Extract each line of the data below that contains the word "clicks", and copy it out in full.

Segmentation mask data
════
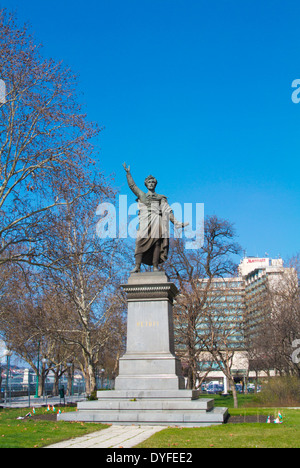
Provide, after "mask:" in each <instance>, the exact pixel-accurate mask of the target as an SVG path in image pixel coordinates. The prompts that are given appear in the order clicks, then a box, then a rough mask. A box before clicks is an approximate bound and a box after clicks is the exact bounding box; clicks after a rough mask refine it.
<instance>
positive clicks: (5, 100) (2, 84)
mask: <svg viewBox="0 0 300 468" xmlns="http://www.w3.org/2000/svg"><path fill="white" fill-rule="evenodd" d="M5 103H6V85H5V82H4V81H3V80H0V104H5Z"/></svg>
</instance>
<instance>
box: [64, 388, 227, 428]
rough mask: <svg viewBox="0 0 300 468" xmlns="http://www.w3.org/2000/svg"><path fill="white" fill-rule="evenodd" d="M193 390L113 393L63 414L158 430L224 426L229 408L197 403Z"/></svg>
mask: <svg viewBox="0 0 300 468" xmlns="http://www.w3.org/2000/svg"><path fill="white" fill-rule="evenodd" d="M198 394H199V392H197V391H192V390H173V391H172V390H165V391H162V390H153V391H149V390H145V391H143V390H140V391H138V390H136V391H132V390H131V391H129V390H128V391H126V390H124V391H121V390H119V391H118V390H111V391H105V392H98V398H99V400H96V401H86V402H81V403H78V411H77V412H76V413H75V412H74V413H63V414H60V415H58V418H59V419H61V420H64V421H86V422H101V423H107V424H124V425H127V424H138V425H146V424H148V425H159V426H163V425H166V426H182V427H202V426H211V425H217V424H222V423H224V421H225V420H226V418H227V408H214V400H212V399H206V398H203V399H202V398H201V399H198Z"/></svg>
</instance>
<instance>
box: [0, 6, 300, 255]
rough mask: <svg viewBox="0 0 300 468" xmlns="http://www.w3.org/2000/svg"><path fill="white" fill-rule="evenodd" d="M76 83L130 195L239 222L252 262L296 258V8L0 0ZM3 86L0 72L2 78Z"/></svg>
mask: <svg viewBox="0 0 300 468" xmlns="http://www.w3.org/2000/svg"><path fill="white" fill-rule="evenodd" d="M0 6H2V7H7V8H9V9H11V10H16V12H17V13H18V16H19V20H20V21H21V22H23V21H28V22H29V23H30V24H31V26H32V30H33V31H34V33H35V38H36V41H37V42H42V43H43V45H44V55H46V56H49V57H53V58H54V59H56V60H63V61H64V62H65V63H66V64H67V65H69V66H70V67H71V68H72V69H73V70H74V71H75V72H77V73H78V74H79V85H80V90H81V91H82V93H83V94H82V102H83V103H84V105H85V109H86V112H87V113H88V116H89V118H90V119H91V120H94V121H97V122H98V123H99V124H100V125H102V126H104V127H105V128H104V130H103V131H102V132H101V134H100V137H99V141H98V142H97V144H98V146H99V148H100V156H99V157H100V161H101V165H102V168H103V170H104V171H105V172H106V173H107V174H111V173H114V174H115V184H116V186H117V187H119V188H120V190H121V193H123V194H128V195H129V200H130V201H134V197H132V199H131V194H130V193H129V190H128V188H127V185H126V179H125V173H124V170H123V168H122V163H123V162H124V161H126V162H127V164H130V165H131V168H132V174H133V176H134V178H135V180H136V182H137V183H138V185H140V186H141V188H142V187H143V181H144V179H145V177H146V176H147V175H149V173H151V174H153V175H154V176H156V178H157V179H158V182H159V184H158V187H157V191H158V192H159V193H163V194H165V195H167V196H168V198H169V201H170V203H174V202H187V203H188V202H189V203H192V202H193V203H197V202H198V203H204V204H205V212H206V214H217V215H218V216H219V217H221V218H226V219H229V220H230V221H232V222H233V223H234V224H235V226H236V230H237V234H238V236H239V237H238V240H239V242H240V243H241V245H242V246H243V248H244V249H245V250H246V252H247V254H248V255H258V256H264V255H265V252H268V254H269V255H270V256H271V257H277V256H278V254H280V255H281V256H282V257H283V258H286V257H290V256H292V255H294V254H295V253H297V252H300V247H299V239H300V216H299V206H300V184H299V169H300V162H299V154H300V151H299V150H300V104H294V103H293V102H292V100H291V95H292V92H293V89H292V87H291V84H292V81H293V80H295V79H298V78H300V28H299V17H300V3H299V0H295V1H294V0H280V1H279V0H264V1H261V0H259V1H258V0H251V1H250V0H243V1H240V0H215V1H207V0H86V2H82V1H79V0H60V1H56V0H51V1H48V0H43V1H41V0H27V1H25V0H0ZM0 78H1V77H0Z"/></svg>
════
> SOLUTION TO THE EXERCISE:
Provide, after "mask:" in each <instance>, the exact pixel-accurate mask of the target as an SVG path in image pixel coordinates. The prompts that are given appear in the order clicks, then a box, then a rough mask. A box before clicks is an approximate bound and a box after clicks is the exact bounding box; clicks after a rough mask refine it.
positive clicks: (5, 100) (2, 84)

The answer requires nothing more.